A 10 años del 4 de agosto de 2011

Pero también estaban las cartas sobre la mesa: el 2019 pasa porque pasa el 2011. La década de desafío al modelo neoliberal planteó los problemas y las soluciones, que no llegaron y, por no llegar, plantearon también frustración. El sistema era impermeable al descontento. Entonces, frente al descontento, protesta; frente a la protesta represión; y frente a ella protesta e indignación. Pero en 2019 fue contestada con bencina: el estado de excepción prolongó el descontento, porque la represión era justamente el detonante de la revuelta. Y el tiempo en lucha, en la calle, en la conversación de la barricada y la marcha permitió concretar, recuperar demandas, reunirlas y ponerlas todas en lienzos, rayados, fotos y videos que invitaron a todo el movimiento a que ahora sí: “con todo, sino pa qué”.

por Joaquín Trincado

Imagen / Marcha de los 100 mil paraguas, 18 de agosto 2011. Fotografía de Rafael Edwards.


Quienes vieron cómo el 4 de agosto de 2011 la protesta estudiantil se tornaba revuelta popular por unas horas, seguramente llegaron a soñar con que no parara nunca. Diez años después quizás consideramos que la protesta del 4 de agosto se quedó chica al lado de lo que realmente fue una revuelta popular. Comparar ambos momentos y protestas nos aporta hoy no sólo en entender la profundidad del cambio vivido por esa misma sociedad en 10 años, sino también algo sobre las dinámicas de la protesta social en general.

Hay tres posiciones desde las que comparar. La primera es el lugar común de que “no hay que comparar peras con manzanas”, porque si el 4 de agosto fue una pera, a su lado, el 18 de octubre fue una manzana, una sandía o hasta un árbol. Podemos negar el parecido, la proporción y la relevancia, pero está ahí, son eventos comparables. El 4 de agosto de 2011 el gobierno de Sebastián Piñera, frente a una movilización estudiantil, impide la manifestación por la Alameda; las organizaciones desobedecen y se manifiestan en la Alameda, afrontando una represión brutal que cayó sobre jóvenes y adolescentes durante toda la tarde. Al ver estos hechos, la población de las comunas de clase trabajadora de Santiago se sumó a la protesta desde sus barrios.

* [Consigna 1]: Cuenta las líneas de los registros que contienen la palabra "green" y escribe solo el número.
Los registros no tienen ninguna relación con el fragmento.

* [Material de trabajo]:
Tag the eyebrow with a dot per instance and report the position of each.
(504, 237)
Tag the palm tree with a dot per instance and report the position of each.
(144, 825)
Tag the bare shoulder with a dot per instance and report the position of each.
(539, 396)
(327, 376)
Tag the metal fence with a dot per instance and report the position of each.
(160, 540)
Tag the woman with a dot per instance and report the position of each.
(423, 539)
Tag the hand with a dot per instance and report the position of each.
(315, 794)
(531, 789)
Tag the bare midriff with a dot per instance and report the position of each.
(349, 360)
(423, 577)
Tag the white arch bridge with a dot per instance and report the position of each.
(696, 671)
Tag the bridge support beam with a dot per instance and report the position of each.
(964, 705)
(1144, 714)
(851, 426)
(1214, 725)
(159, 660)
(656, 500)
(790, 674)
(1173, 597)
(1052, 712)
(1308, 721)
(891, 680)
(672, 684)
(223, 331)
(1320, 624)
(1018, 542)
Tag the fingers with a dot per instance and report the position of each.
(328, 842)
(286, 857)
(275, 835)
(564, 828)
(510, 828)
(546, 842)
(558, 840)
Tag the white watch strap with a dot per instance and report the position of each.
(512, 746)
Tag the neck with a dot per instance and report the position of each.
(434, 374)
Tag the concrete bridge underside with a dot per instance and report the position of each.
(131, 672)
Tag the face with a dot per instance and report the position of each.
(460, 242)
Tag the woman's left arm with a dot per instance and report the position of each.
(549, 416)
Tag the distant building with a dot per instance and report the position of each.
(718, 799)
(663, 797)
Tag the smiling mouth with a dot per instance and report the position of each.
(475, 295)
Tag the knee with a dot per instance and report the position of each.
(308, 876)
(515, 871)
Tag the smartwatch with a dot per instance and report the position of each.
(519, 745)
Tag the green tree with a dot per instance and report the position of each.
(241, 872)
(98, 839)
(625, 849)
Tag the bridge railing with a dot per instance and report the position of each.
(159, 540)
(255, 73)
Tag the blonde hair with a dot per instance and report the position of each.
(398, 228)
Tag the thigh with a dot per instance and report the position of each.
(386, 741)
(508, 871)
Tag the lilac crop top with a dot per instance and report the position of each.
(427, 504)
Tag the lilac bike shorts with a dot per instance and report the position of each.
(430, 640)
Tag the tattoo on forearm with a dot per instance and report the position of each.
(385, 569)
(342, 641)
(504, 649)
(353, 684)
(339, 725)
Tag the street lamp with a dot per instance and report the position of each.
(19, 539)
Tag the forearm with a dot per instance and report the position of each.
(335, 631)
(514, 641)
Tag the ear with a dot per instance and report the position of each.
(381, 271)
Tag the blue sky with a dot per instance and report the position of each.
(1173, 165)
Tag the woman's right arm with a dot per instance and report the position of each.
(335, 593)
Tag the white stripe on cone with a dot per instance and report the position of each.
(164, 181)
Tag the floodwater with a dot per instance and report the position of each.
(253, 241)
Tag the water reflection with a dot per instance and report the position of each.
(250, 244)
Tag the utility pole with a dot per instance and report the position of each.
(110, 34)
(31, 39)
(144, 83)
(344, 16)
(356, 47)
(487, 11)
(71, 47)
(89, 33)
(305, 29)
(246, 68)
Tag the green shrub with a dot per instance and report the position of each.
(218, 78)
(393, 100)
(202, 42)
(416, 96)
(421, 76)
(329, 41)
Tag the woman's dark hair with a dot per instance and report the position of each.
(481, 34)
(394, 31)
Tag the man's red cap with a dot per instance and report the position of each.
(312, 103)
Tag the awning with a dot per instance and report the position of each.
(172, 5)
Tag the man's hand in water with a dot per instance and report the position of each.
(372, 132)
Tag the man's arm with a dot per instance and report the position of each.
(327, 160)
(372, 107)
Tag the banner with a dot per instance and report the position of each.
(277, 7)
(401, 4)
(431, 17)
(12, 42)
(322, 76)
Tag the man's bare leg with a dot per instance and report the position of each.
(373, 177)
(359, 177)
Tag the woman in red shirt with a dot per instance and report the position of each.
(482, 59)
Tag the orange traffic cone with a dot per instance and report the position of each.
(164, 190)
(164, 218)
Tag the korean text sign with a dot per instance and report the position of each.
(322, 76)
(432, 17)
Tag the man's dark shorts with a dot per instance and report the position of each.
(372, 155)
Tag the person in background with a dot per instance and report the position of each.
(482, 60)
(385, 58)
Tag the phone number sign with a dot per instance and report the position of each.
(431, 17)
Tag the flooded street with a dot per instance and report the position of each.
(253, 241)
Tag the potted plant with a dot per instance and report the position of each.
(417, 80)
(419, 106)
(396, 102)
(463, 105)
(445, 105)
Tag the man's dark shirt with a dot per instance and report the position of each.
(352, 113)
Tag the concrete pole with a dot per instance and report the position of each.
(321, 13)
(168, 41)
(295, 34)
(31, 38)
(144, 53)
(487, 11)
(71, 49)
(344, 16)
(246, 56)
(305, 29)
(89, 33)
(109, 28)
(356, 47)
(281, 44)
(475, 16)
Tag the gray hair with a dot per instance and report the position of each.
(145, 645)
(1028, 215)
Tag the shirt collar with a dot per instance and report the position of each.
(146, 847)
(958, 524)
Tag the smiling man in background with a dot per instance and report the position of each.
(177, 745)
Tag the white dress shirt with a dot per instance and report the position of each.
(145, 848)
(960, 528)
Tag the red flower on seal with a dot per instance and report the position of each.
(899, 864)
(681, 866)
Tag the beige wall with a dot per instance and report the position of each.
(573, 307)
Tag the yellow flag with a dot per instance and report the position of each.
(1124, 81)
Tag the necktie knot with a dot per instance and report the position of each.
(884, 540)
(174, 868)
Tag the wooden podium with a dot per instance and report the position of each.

* [Consigna 2]: Copia el fragmento comenzando en "Hay tres posiciones" y terminando en "desde sus barrios.", y sustituye "Alameda" por "avenida principal".

* [Resultado 1]: 2

* [Resultado 2]:
Hay tres posiciones desde las que comparar. La primera es el lugar común de que “no hay que comparar peras con manzanas”, porque si el 4 de agosto fue una pera, a su lado, el 18 de octubre fue una manzana, una sandía o hasta un árbol. Podemos negar el parecido, la proporción y la relevancia, pero está ahí, son eventos comparables. El 4 de agosto de 2011 el gobierno de Sebastián Piñera, frente a una movilización estudiantil, impide la manifestación por la avenida principal; las organizaciones desobedecen y se manifiestan en la avenida principal, afrontando una represión brutal que cayó sobre jóvenes y adolescentes durante toda la tarde. Al ver estos hechos, la población de las comunas de clase trabajadora de Santiago se sumó a la protesta desde sus barrios.